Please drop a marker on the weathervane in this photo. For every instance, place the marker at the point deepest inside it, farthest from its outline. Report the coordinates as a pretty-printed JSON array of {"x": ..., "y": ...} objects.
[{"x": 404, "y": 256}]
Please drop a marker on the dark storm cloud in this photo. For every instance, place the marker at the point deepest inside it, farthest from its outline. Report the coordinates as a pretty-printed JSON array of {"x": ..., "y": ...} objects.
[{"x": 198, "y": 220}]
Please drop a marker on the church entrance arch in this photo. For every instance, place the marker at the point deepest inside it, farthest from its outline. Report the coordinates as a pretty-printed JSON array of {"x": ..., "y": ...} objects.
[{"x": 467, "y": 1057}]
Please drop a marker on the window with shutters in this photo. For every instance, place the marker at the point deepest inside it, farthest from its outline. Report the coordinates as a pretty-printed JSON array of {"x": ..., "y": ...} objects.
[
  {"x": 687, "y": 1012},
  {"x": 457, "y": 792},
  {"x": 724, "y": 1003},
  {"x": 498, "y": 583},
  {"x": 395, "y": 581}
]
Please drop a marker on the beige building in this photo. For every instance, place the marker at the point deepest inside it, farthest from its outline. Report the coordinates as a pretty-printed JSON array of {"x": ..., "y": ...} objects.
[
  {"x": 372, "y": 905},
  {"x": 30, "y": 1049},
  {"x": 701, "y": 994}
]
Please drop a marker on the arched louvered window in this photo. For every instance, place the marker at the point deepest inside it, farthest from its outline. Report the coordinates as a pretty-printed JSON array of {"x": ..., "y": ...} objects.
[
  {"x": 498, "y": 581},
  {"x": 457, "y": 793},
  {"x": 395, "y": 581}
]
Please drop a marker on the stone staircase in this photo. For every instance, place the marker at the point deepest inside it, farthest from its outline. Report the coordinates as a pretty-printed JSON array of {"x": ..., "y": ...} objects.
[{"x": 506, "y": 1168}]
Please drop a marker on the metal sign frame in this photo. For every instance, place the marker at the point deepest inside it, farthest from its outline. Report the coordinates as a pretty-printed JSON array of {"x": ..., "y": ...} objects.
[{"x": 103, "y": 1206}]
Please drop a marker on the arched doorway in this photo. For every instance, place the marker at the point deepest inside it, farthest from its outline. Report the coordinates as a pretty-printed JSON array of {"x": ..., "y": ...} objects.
***
* **Task details**:
Reproduce the full listing above, character for character.

* **Exercise result**:
Please drop a marker on the weathervane in this photo. For every instance, place the marker at the point deepest inside it, farthest from its outline. Report the coordinates as a pretty-printed JSON array of {"x": ..., "y": ...} objects.
[{"x": 404, "y": 256}]
Please drop a marker on the dark storm cloud in this photo. For every instance, place the marker at the point deepest inside it, farthest from its outline. Report the coordinates as a pretty-printed JSON array of {"x": ..., "y": ...} objects.
[{"x": 198, "y": 220}]
Please drop a marker on the church entrance arch in this photo. For every instance, place the marker at the point deepest inside it, farthest from its outline. Report the coordinates as a pretty-printed JSON array of {"x": ..., "y": ...} objects.
[{"x": 467, "y": 1057}]
Please drop a marker on the window with shutters in this photo. For every instance, place the marker at the point deepest inside it, farthest from its outline. Report the coordinates as a pretty-printed JSON array of {"x": ..., "y": ...} objects.
[
  {"x": 687, "y": 1012},
  {"x": 457, "y": 792},
  {"x": 724, "y": 1003},
  {"x": 498, "y": 583},
  {"x": 395, "y": 581}
]
Please drop a marker on the beige building in this photo. For every instance, place the marker at the point deepest inside it, farthest from its outline. Report the coordinates as a pretty-printed JSON array of {"x": ..., "y": ...} objects.
[
  {"x": 372, "y": 905},
  {"x": 30, "y": 1049},
  {"x": 701, "y": 994}
]
Please drop a marker on the arched louvered window in this photo. For every instance, place the marker at the point deepest inside it, farthest from its outline. Report the coordinates as a pretty-printed JSON array of {"x": ..., "y": ...} objects.
[
  {"x": 498, "y": 581},
  {"x": 457, "y": 793},
  {"x": 395, "y": 581}
]
Please drop a marker on the stone staircase in this photo. For every instance, place the marker at the point deepest inside it, farthest from its outline. Report the coordinates as a pretty-printed JSON array of {"x": ..., "y": ...} objects.
[{"x": 506, "y": 1168}]
Please drop a marker on the metal sign frame in this photo. For every instance, place the marker at the point deepest inside it, farthest from its outline. Report the coordinates as a pretty-printed JSON array of {"x": ..., "y": ...} objects.
[{"x": 103, "y": 1206}]
Please drop a marker on the arched doorway in this photo. For every instance, place the marker at the point deepest inside it, farthest from its outline. Report the coordinates as a pretty-printed JSON array of {"x": ..., "y": ...} objects.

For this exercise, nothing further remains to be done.